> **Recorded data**
★ ★ ★
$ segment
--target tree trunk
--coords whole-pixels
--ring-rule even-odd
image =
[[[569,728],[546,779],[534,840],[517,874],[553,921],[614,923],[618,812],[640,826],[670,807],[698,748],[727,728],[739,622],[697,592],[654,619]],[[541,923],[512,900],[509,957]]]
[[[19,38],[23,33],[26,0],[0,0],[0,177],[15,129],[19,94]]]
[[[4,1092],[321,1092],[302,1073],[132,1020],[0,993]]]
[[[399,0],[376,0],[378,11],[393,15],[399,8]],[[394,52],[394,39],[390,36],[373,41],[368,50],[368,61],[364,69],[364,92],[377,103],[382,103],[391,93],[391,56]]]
★ ★ ★
> **SET EXERCISE**
Revise the entries by changing "tree trunk" to "tree branch" and keeping everything else identical.

> **REPLY TO THE EXERCISE**
$ segment
--target tree branch
--coords whole-pixels
--ring-rule even-odd
image =
[[[569,728],[546,779],[534,840],[517,874],[553,921],[614,923],[618,812],[640,826],[670,807],[698,748],[727,728],[739,622],[697,592],[654,619]],[[541,923],[512,900],[509,957]]]
[[[19,38],[23,33],[26,0],[0,0],[0,177],[15,129],[19,94]]]
[[[4,1092],[321,1092],[302,1073],[132,1020],[0,993]]]
[[[399,0],[376,0],[378,11],[393,15],[399,8]],[[394,52],[394,39],[390,36],[373,41],[368,50],[368,61],[364,69],[364,92],[377,103],[382,103],[391,93],[391,56]]]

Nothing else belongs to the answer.